### WHAT IS EXPECTED
Give the number of lines in the entries below that contain the string "guitar". Reply with that number only.

** start MATERIAL FOR THIS EXERCISE **

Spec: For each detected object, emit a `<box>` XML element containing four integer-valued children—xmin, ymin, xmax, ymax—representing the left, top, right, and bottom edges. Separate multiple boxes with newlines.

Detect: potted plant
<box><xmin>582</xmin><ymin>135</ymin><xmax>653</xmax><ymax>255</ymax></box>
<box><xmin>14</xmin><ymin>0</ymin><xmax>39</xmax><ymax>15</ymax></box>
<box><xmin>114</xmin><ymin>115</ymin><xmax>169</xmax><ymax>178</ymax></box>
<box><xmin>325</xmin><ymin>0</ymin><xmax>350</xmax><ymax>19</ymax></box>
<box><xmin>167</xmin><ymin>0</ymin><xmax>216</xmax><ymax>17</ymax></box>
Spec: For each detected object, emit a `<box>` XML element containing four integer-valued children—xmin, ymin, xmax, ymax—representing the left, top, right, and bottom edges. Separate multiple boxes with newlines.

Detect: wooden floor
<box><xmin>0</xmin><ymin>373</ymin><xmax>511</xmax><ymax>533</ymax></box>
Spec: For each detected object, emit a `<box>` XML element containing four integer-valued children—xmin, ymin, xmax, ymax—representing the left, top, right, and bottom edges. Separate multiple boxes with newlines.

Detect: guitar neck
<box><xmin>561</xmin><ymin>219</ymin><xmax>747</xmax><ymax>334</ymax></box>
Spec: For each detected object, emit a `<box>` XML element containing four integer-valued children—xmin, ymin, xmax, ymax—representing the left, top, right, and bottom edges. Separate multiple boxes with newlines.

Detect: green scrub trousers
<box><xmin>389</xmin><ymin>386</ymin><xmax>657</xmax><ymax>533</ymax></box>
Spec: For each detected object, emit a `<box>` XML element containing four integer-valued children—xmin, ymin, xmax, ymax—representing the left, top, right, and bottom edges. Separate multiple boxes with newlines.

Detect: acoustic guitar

** end MATERIAL FOR THIS EXERCISE **

### THE OUTPUT
2